KUTIPAN:
┏━━

Kejati Sumut Hentikan Penuntutan Perkara 2 Tersangka Pengancaman Dengan Pendekatan Keadilan Restoratif

MEDAN, Suaraperjuangan.id -Kejaksaan Tinggi Sumatera Utara kembali menghentikan penuntutan 2 perkara dengan pendekatan keadilan restoratif, setelah sebelumnya dilakukan ekspose kepada Jaksa Agung Muda Pidana Umum (JAM Pidum) Dr. Fadil Zumhana yang diwakili Direktur TP Oharda pada JAM Pidum Agnes Triani, SH,MH, Kamis (8/6/2023) dari ruang Vicon Lantai 2 Kantor Kejati Sumut, Jalan AH Nasution Medan.

Ekspose perkara disampaikan langsung oleh Kajati Sumut Idianto, SH,MH didampingi Wakajati Sumut Joko Purwanto, SH, Aspidum Luhur Istighfar, SH,M.Hum, Kabag TU, Koordinator, dan para Kasi. Kegiatan ekspose juga diikuti Kajari Labuhanbatu Furkonsyah Lubis, SH,MH, Kajari Deliserdang Dr. Jabal Nur, Kacabjari Deli Serdang di Labuhan Deli, Kasi Pidum dan JPU.

Kajati Sumut Idianto melalui Kasi Penkum Yos A Tarigan, SH,MH menyampaikan bahwa sampai Kamis (8/6/2023) Kejati Sumut sudah menghentikan 32 perkara dengan pendekatan keadilan restoratif.

"Kali ini, ada 2 perkara yang diajukan untuk dihentikan penuntutannya dengan Restorative Justice (RJ), yaitu dari Kejaksaan Negeri Labuhanbatu  dengan tersangka atas nama Zulpan Efendi Rambe melanggar Pasal 335 ayat (1) Ke-1 KUHP dan perkara dari Cabjari Deli Serdang di Labuhan Deli dengan tersangka Parsaulian Naolo Haholongan Hasibuan melanggar Pasal 335 Ayat (1) ke-1 KUHP," papar Yos A Tarigan.

Dua perkara ini, kata Yos sama-sama melanggar Pasal 335 ayat (1) Ke-1 KUHPidana  “Barang siapa secara melawan hukum memaksa orang lain supaya melakukan, tidak melakukan atau membiarkan sesuatu, dengan memakai kekerasan, sesuatu perbuatan lain maupun perlakuan yang tak menyenangkan, atau dengan memakai ancaman kekerasan, sesuatu perbuatan lain maupun perlakuan yang tak menyenangkan, baik terhadap orang itu sendiri maupun orang lain”, setelah di ekspose kepada JAM Pidum Kejagung RI disetujui untuk dihentikan penuntutannya dengan pendekatan keadilan restoratif.

┗━━

BAHAN YANG DIBERIKAN:
┏━━

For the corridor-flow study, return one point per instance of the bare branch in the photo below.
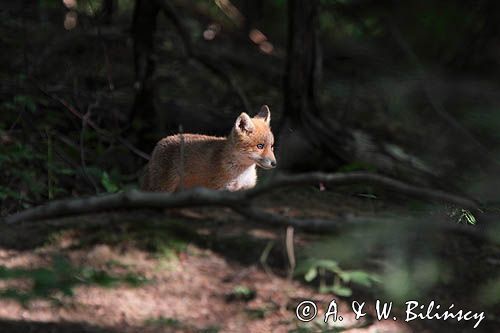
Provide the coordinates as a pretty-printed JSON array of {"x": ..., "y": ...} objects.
[{"x": 238, "y": 201}]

┗━━

Tuliskan lanjutan berita tentang penghentian penuntutan dua perkara pengancaman oleh Kejati Sumut, mulai setelah kalimat terakhirnya.

HASIL TUGAS:
Penghentian penuntutan dengan pendekatan keadilan restoratif ini, lanjut Yos berpedoman pada peraturan Jaksa Agung No. 15 Tahun 2020, yaitu tersangka baru pertama kali melakukan tindak pidana, jumlah kerugian akibat pencurian yang dilakukan tersangka di bawah dua setengah juta rupiah, ancaman hukuman di bawah 5 tahun penjara, adanya perdamaian antara tersangka dengan korban, dan direspons positif oleh keluarga.

“Penghentian penuntutan dilakukan ketika antara tersangka dan korban ada kesepakatan berdamai dan tersangka menyesali perbuatannya serta berjanji tidak akan mengulangi perbuatannya lagi. Proses pelaksanaan perdamaian disaksikan keluarga, tokoh masyarakat, tokoh agama, dan difasilitasi masing-masing Kajari serta didampingi jaksa yang menangani perkaranya,” katanya.

Dilakukannya penghentian penuntutan dengan pendekatan keadilan restoratif ini, lanjut Yos telah membuka ruang yang sah menurut hukum bagi pelaku dan korban secara bersama merumuskan penyelesaian permasalahan guna dilakukannya pemulihan keadaan ke keadaan semula.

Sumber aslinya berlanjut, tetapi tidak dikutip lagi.